◆ **Work order**: Whenever a line of the records below contains the word "metal", copy that line.

◆ **Information provided**:
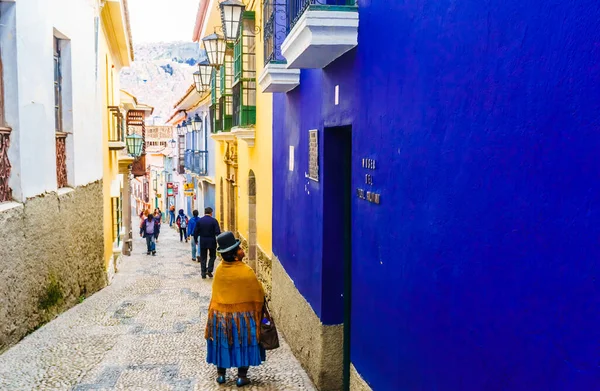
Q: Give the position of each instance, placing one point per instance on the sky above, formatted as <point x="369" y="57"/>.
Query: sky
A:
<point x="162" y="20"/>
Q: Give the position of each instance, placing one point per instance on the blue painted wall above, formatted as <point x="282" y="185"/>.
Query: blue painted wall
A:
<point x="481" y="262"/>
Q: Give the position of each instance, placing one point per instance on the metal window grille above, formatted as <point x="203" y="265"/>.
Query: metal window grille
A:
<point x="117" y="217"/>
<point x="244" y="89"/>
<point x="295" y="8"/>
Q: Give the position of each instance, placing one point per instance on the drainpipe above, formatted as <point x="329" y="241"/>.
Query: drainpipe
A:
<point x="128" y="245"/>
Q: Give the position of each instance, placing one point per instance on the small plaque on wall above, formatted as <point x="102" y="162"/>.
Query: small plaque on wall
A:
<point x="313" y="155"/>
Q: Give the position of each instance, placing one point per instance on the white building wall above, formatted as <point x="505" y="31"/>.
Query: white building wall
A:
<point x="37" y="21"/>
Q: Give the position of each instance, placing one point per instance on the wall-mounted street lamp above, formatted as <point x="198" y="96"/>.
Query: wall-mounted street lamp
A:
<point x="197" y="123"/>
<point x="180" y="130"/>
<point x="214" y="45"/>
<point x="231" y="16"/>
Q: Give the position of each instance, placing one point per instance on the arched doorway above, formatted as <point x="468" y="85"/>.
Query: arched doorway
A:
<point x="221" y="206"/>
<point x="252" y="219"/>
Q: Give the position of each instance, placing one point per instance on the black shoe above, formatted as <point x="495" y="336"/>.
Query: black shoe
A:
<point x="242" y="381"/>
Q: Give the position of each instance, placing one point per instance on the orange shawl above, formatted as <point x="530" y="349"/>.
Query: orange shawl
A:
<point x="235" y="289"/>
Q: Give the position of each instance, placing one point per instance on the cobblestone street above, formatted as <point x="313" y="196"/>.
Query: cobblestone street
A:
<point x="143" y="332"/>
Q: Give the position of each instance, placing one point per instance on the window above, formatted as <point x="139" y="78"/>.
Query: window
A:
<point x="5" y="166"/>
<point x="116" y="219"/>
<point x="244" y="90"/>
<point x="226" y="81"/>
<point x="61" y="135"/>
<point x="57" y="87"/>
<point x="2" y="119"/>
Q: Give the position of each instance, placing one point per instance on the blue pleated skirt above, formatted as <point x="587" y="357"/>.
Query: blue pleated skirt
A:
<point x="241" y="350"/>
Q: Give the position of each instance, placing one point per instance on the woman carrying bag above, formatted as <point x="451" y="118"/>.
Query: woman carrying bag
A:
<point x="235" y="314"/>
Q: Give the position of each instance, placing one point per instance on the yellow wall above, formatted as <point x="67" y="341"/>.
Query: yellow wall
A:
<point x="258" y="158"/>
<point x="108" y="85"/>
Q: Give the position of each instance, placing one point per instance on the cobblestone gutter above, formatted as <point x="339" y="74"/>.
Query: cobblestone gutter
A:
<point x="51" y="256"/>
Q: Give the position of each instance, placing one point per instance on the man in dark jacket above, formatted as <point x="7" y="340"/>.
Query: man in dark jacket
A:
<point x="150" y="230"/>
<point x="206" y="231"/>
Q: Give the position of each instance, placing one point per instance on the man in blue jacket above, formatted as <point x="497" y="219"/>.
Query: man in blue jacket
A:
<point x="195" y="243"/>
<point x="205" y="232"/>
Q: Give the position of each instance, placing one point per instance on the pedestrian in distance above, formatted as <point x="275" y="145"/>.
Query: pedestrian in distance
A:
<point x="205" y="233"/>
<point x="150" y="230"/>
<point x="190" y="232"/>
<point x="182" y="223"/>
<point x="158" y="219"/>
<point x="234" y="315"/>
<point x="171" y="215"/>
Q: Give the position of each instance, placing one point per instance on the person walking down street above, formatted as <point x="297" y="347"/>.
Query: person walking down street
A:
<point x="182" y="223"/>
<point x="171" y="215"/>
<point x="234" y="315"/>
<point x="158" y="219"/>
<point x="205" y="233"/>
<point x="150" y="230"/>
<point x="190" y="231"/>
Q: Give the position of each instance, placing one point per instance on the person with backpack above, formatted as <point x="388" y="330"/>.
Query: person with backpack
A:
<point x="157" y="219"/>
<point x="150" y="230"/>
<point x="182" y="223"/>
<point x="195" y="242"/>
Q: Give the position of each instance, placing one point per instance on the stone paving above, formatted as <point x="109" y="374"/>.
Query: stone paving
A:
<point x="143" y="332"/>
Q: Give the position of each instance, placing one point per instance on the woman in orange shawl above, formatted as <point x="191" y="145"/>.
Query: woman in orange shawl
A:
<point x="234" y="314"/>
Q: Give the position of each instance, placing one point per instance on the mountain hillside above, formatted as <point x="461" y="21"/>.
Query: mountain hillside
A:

◆ **Result**:
Q: Give the position of each instance, placing one point per instance on the metal window grille above, formatted as <point x="203" y="265"/>.
Query: metal window grille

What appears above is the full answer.